● **Action item**: Print only the closing part of the entries. It starts at the line containing "Pick out the white window" and includes the final line, exactly as written.
[Provided information Boundary: Start]
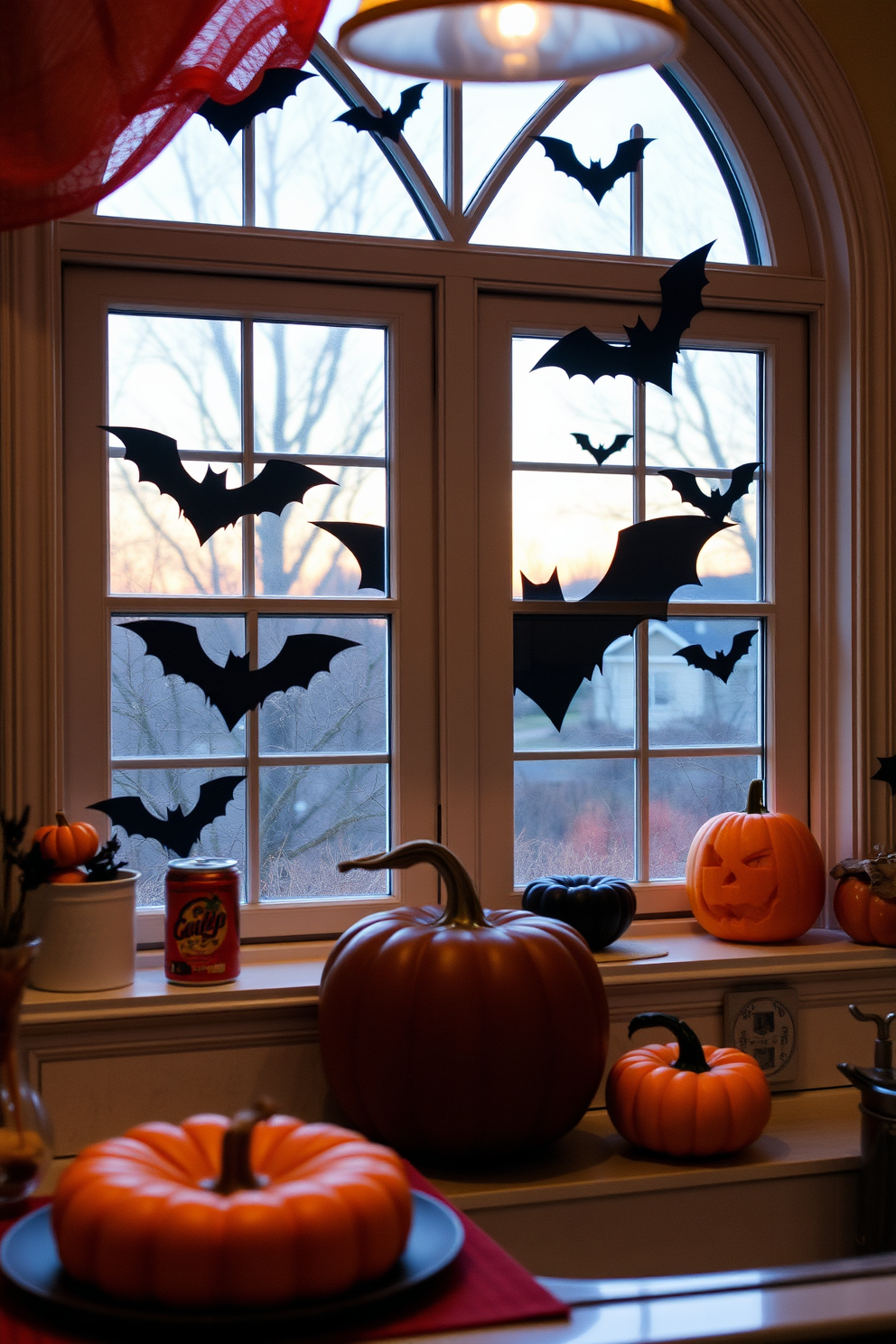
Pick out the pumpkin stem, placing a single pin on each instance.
(462, 909)
(691, 1057)
(236, 1168)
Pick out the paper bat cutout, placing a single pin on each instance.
(602, 453)
(595, 179)
(554, 655)
(178, 832)
(887, 771)
(234, 688)
(652, 351)
(723, 664)
(209, 504)
(273, 91)
(367, 543)
(391, 124)
(714, 504)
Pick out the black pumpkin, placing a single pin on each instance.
(601, 909)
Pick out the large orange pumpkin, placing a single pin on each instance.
(458, 1032)
(66, 845)
(248, 1214)
(755, 875)
(684, 1098)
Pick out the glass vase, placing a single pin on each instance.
(26, 1134)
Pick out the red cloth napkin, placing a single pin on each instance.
(484, 1286)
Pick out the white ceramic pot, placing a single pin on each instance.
(88, 933)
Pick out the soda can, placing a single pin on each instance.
(201, 921)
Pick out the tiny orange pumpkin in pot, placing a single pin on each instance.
(755, 875)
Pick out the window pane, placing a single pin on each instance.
(684, 793)
(320, 388)
(574, 816)
(691, 705)
(196, 178)
(570, 522)
(341, 710)
(548, 409)
(712, 420)
(312, 817)
(316, 173)
(176, 375)
(160, 715)
(163, 789)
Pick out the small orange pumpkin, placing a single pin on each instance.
(256, 1212)
(755, 875)
(66, 845)
(686, 1099)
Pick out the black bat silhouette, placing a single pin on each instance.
(723, 664)
(234, 688)
(273, 91)
(714, 504)
(553, 655)
(602, 453)
(652, 351)
(595, 179)
(391, 124)
(887, 773)
(367, 543)
(179, 831)
(209, 504)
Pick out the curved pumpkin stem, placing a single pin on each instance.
(462, 909)
(754, 798)
(236, 1168)
(691, 1057)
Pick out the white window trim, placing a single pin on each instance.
(790, 121)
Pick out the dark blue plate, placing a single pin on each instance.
(30, 1260)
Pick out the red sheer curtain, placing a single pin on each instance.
(91, 90)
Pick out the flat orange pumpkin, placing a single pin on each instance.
(755, 875)
(164, 1212)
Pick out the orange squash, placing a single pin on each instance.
(65, 845)
(755, 875)
(686, 1099)
(254, 1212)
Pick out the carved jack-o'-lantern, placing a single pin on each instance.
(755, 875)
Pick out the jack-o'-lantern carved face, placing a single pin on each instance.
(755, 875)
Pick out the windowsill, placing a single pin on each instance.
(288, 975)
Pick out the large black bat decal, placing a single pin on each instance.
(178, 832)
(391, 124)
(209, 504)
(595, 179)
(722, 664)
(234, 688)
(367, 543)
(275, 89)
(553, 655)
(652, 351)
(714, 504)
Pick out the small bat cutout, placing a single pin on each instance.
(234, 688)
(723, 664)
(209, 504)
(652, 351)
(391, 124)
(887, 773)
(594, 178)
(179, 831)
(714, 504)
(554, 655)
(602, 453)
(367, 543)
(275, 89)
[Provided information Boundary: End]
● **Response to this exercise**:
Pick out the white window trim, placing a single pin on each instance.
(790, 121)
Pick out the dark blue plate, placing a single pin on each instance.
(30, 1260)
Pick out the red sheer curtain, placing a single pin on each instance.
(91, 90)
Pick out the flat orange pumpkin, placing a single pin on each instance.
(755, 875)
(164, 1212)
Pick out the orange squash, placing a single pin on each instance.
(65, 845)
(755, 875)
(686, 1099)
(254, 1212)
Pick out the carved jack-o'-lantern, placing a single pin on each instance.
(755, 875)
Pick out the jack-o'-lantern carved face, placing a single pin on each instance.
(755, 875)
Pick out the windowsill, placing a single pin on each instance.
(288, 975)
Pick out the large black bat decal, placing a single pin on each instance.
(178, 832)
(391, 124)
(209, 504)
(595, 179)
(722, 664)
(234, 688)
(367, 543)
(275, 89)
(553, 655)
(652, 351)
(714, 504)
Pick out the small bat cutout, placing a single pin on each instance.
(234, 688)
(723, 664)
(209, 504)
(652, 351)
(391, 124)
(887, 773)
(594, 178)
(179, 831)
(714, 504)
(554, 655)
(602, 453)
(367, 543)
(275, 89)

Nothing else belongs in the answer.